** start of PASSAGE PROVIDED **

Before attempting the exercises, you should have already read the [Lab1 overview](lab1.html) document.

<div style="border-bottom: 3px solid black; margin-bottom:5px"></div>
<div style="border-bottom: 3px solid black"></div>

## 1. Python language exercises

Exercises 1.1&ndash;1.4 help to asses your understanding of the Python programming language and how it works. They assume intermediate-level Python expertise, so beginners will find them very challenging, but that is OK &mdash; keep learning until they make sense! Use the [Python language review](python.html) and ask TAs for help.

<div style="border-bottom: 3px solid black;"></div>

### Exercise 1.1
The [Python language review](python.html) for this course contains a diagram of how a list object holds references to the other objects that are "in" the list. Go look at the example diagram in the "List" section.

Now consider the diagram below:
![image](img/fig-list-references-exercise.png)
It depicts two list objects, an integer object, a float object, and a string object.

**Write Python code** that creates objects in memory as depicted in the diagram, including the references shown. Write your code in the cell below. Aim for 3 lines of code, and try not to create any extra (temporary) objects not shown.

In [None]:
# Your answer here
x = [1, 2.0, '3']
y = [x[2]]
y.append(y)

**Check your answer** by running the code cell below.

In [None]:
assert 'x' in globals(), "You didn't define variable 'x'"
assert 'y' in globals(), "You didn't define variable 'y'"
assert isinstance(x, list), "Variable 'x' should refer to a list object"
assert isinstance(y, list), "Variable 'y' should refer to a list object"

** end of PASSAGE PROVIDED **
** start of DATA EXTRACT **

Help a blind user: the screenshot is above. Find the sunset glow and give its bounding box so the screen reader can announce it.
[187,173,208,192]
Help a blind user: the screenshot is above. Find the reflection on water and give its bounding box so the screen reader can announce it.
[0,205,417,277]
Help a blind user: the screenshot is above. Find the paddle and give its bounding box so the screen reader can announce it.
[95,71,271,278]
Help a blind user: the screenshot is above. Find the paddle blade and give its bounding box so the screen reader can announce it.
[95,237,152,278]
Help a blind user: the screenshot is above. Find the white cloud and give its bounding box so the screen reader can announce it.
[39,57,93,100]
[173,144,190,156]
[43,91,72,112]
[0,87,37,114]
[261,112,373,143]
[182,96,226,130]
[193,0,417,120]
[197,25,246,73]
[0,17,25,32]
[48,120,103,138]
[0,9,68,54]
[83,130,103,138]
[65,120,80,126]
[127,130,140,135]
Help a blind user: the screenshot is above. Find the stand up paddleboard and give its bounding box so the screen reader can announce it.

** end of DATA EXTRACT **

_TASKS FOR THIS EXERCISE_
• a. Name each object the diagram in Exercise 1.1 of the Python lab exercise above is described as showing.
• b. Write a continuation of the Python lab exercise text, starting right after its last line.

_ANSWERS TO THE EXERCISE_
• a.
- Two list objects
- An integer object
- A float object
- A string object

• b.
assert len(x) == 3, "The list object referred to by 'x' should have length 3"
assert len(y) == 2, "The list object referred to by 'y' should have length 2"
assert isinstance(x[0], int)   and x[0] == 1,   "Slot x[0] should refer to an int object with value 1"
assert isinstance(x[1], float) and x[1] == 2.0, "Slot x[1] should refer to a float object with value 2.0"
assert isinstance(x[2], str)   and x[2] == '3', "Slot x[2] should refer to a string object with value '3'"
assert y[0] is x[2], "Slot y[0] should refer to the same object as slot x[2]"
assert y[1] is y,    "Slot y[1] should refer to the same list object that variable 'y' does"
print('Correct!')

<div style="border-bottom: 3px solid black;"></div>

### Exercise 1.2 &ndash; Filtering a list
Suppose you are given a sequence _x_ containing numbers. You are asked to write a function that returns a new sequence containing only those items that were _strictly above_ a certain threshold. In other words, your function should 'filter' the sequence according to a threshold.

**Write three versions of the function:**
1. The first version should use a standard Python for-loop and return a list. Aim for 5 lines of code inside the function.
2. The second version should use list comprehension and return a list. Aim for 1 line.
3. The third version should use the built-in _filter_ function to return an iterator. Aim for 1 or 2 lines.

Enter all three answers in the code cell below.

In [None]:
def filter1(x, threshold):
    # Your answer here
    y = []
    for xi in x:
        if xi > threshold:
            y.append(xi)
    return y

def filter2(x, threshold):
    # Your answer here
    return [xi for xi in x if xi > threshold]

def filter3(x, threshold):
    # Your answer here
    return filter(lambda xi: xi > threshold, x)

**Check your answer** by running the code cell below.

In [None]:
x = [1, 9, 2, 8, 3, 7, 4, 6, 5]
for threshold in range(10):
    y = filter1(x, threshold)
    assert isinstance(y, list), "filter1 was supposed to return a list object"
    assert len(y) == len(x) - threshold, "filter1 returned wrong number of items"
    assert all([yi > threshold for yi in y])
for threshold in range(10):
    y = filter2(x, threshold)
    assert isinstance(y, list), "filter2 was supposed to return a list object"
    assert len(y) == len(x) - threshold, "filter2 returned wrong number of items"
    assert all([yi > threshold for yi in y])
for threshold in range(10):
    y = filter3(x, threshold)
    assert isinstance(y, filter), "filter3 was supposed to return a filter object"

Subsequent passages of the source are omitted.